* _Request_
All entries must be extracted exactly, with nothing added or dropped.

[Coordinate labeling data]
------------------------------------------------------------
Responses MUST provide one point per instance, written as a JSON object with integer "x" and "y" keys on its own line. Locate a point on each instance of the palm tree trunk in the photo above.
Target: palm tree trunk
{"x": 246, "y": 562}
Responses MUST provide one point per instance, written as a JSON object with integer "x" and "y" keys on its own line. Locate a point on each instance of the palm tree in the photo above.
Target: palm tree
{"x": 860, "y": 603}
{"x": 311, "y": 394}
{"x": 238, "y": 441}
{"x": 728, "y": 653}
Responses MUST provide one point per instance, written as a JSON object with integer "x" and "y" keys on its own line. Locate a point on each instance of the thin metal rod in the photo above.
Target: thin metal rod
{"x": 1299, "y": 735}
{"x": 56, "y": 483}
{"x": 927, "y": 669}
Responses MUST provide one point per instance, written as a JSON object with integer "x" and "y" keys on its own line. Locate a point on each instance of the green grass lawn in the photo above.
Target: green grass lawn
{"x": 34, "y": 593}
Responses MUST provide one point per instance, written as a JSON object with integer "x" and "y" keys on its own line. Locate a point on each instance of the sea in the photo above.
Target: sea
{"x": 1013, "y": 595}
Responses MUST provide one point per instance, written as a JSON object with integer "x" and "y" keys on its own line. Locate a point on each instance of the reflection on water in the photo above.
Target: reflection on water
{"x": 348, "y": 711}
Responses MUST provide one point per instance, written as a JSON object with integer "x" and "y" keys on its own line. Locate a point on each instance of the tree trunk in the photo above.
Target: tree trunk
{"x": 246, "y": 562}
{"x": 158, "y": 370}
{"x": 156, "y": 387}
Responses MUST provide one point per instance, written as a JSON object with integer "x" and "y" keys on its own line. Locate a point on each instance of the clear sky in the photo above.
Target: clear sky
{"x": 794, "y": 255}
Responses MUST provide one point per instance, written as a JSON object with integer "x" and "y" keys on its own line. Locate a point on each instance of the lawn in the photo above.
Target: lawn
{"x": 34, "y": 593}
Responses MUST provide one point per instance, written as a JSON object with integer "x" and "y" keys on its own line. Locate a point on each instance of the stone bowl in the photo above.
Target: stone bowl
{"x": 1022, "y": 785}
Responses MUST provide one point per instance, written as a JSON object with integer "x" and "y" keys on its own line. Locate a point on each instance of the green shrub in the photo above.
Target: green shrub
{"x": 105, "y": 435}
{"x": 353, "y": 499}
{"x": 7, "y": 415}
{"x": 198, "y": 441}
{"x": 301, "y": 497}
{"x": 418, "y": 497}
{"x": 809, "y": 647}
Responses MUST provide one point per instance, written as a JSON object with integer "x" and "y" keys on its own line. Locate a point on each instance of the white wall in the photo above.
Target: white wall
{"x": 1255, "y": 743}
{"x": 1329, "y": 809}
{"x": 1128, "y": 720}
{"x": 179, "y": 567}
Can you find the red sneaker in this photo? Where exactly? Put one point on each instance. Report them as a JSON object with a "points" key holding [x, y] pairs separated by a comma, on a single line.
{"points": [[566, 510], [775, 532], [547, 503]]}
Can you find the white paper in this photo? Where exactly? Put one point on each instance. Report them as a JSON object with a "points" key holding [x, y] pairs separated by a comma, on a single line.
------------------------------------------------------------
* _Full answer_
Responses MUST provide one point per instance, written as a JSON object with integer "x" and "y" keys on its own line. Locate a point on each instance of the palm tree trunk in the photo above.
Target: palm tree trunk
{"x": 246, "y": 562}
Responses MUST provide one point per instance, written as a JSON object with integer "x" and "y" keys on its own line. Locate a point on each instance of the palm tree in the photo above.
Target: palm tree
{"x": 860, "y": 603}
{"x": 311, "y": 394}
{"x": 238, "y": 441}
{"x": 728, "y": 653}
Responses MUST provide one point per instance, written as a JSON object with integer "x" and "y" keys on its own line. Locate a point on each instance of the thin metal rod in the photo above.
Target: thin metal rod
{"x": 1299, "y": 735}
{"x": 56, "y": 483}
{"x": 927, "y": 669}
Responses MUST provide one point per instance, written as a JSON object with integer "x" and "y" keys on its own line. Locate a point on each instance of the green grass lawn in the photo above.
Target: green grass lawn
{"x": 34, "y": 593}
Responses MUST provide one point per instance, written as a JSON object with integer "x" and "y" keys on its own line. Locate a point on each instance of the sea in the photo above.
Target: sea
{"x": 1013, "y": 595}
Responses MUST provide one point per instance, written as a JSON object with integer "x" and "y" keys on its own line. Locate a point on each instance of the reflection on water in the photo above.
Target: reflection on water
{"x": 348, "y": 711}
Responses MUST provide one point per instance, written as a JSON object with integer "x" and "y" keys on its own line. Locate a point on each instance of the tree trunk in the photo above.
Target: tree trunk
{"x": 246, "y": 562}
{"x": 158, "y": 370}
{"x": 156, "y": 387}
Responses MUST provide one point per instance, written as a JSON object with integer "x" and "y" keys on its own line. Locate a point on each instance of the clear sky in the photo above.
Target: clear sky
{"x": 794, "y": 255}
Responses MUST provide one point per instance, written as a JSON object with integer "x" and "y" keys on its own line. Locate a point on each instance of the lawn in the photo above.
Target: lawn
{"x": 34, "y": 593}
Responses MUST provide one point per instance, written as a JSON object with integer "x" and "y" keys on its own line. Locate a point on each instance of the stone bowl in the photo above.
Target: stone bowl
{"x": 1022, "y": 785}
Responses MUST provide one point per instance, written as a JSON object with integer "x" and "y" keys on its own line. Locate a point on each instance of the green shrub in the photo above.
Target: green shrub
{"x": 105, "y": 435}
{"x": 353, "y": 499}
{"x": 7, "y": 415}
{"x": 198, "y": 441}
{"x": 301, "y": 497}
{"x": 418, "y": 497}
{"x": 809, "y": 647}
Responses MUST provide one point per instance, written as a JSON object with integer "x" and "y" keys on its own line. Locate a point on each instance of the white wall in the photo above.
Target: white wall
{"x": 1255, "y": 743}
{"x": 1329, "y": 809}
{"x": 1128, "y": 720}
{"x": 179, "y": 567}
Can you find the red sneaker in this photo? Where exactly? Put one point on each instance. Report them as a JSON object with a "points" key holding [x, y] pairs separated by a comma, on a single line.
{"points": [[566, 510], [775, 532], [547, 503]]}
Can you find the white paper in this photo? Where exactly? Put one point on each instance. Report them as a JSON object with a "points" key holding [x, y] pairs separated by a comma, on a single line.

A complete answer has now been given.